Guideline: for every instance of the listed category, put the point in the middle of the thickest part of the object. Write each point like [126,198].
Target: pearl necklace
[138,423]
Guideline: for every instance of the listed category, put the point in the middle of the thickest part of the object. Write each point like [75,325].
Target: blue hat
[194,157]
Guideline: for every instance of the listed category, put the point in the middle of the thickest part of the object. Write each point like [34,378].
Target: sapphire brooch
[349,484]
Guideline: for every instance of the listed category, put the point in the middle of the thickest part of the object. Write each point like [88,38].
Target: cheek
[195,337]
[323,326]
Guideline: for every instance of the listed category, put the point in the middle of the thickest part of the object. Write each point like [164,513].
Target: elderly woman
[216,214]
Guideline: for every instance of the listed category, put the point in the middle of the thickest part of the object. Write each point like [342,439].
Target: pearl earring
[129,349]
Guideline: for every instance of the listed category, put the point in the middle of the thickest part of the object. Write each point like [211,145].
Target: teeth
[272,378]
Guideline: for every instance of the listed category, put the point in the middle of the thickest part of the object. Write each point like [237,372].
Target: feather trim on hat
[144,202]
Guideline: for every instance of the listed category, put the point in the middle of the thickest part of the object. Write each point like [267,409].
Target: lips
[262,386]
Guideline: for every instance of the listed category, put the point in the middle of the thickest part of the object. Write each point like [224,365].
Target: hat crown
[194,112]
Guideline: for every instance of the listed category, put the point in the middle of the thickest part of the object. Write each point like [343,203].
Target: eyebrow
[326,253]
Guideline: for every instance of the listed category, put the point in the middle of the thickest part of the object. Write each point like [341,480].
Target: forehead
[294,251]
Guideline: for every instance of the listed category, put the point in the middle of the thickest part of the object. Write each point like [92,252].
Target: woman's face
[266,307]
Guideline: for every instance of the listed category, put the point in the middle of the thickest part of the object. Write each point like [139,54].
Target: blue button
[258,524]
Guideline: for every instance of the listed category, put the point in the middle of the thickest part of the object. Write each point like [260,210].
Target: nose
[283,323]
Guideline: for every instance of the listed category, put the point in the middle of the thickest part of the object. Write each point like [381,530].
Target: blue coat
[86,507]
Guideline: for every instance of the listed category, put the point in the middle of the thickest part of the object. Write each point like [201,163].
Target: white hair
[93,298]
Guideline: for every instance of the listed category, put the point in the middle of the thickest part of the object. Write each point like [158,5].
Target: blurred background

PROBLEM STATEMENT =>
Exactly as they are written, print the entries again.

RESPONSE =>
Guideline: for every instance of the listed category, put the point in the middle of the thickest part of the object. Write each point like [126,198].
Target: pearl necklace
[138,423]
Guideline: for every instance of the listed category, put the point in the middle of the thickest part of the object. Write each point like [75,325].
Target: blue hat
[194,157]
Guideline: for every instance of the listed category, put the point in the middle of the thickest part of the object. Write each point like [34,378].
Target: sapphire brooch
[349,484]
Guideline: for every instance of the listed category, put the point in the middle of the thickest part of the object. Write each point like [88,38].
Target: cheek
[195,337]
[323,326]
Guideline: for every instance of the listed category, put the point in the middle of the thickest part of the object. Write each point like [164,513].
Target: elderly woman
[216,214]
Guideline: for every instance of the listed category, put the point in the middle of the thickest part of the object. Write each point like [342,439].
Target: pearl earring
[129,349]
Guideline: for every instance of the listed category, put the point in the middle of the thickest part of the object. Write each point like [211,145].
Target: teeth
[272,378]
Guideline: for every instance of the listed category, put the point in the middle of the thickest part of the object. Write each point like [237,372].
Target: feather trim on hat
[144,202]
Guideline: for every instance of the listed category, put the point in the middle of the thickest part of the object. Write each point like [267,409].
Target: lips
[262,386]
Guideline: for every instance of the listed category, put the point in the middle of the thickest part of the object. Write each point like [224,365].
Target: hat crown
[194,112]
Guideline: for every instance of the listed category, put the point in the middle of the thickest part of the object. Write each point like [343,203].
Target: eyebrow
[326,253]
Guideline: for every instance of the listed category, put the point in the middle of the thickest part of the object. Write each point like [341,480].
Target: forehead
[294,251]
Guideline: for every instance of the listed category, put the point in the middle of the thickest part of the object. Write each point like [92,252].
Target: woman's face
[266,307]
Guideline: for every instance of the listed category, put the point in the middle of the thickest part of the object. Write each point like [139,54].
Target: blue button
[258,524]
Guideline: for every instance of the listed category, put the point in the middle of the thickest part of the object. Write each point like [260,210].
Target: nose
[283,323]
Guideline: for every instance of the listed category, put the point in the middle of the thickest part of the object. Write each point like [381,530].
Target: blue coat
[86,507]
Guideline: for every instance of the listed category, put the point in the middle of the thickest part of the object. Write each point like [201,163].
Target: white hair
[93,298]
Guideline: for every instance of the listed category, put the point in the middle of the thickest part of the object. Write each point like [158,5].
Target: blurred background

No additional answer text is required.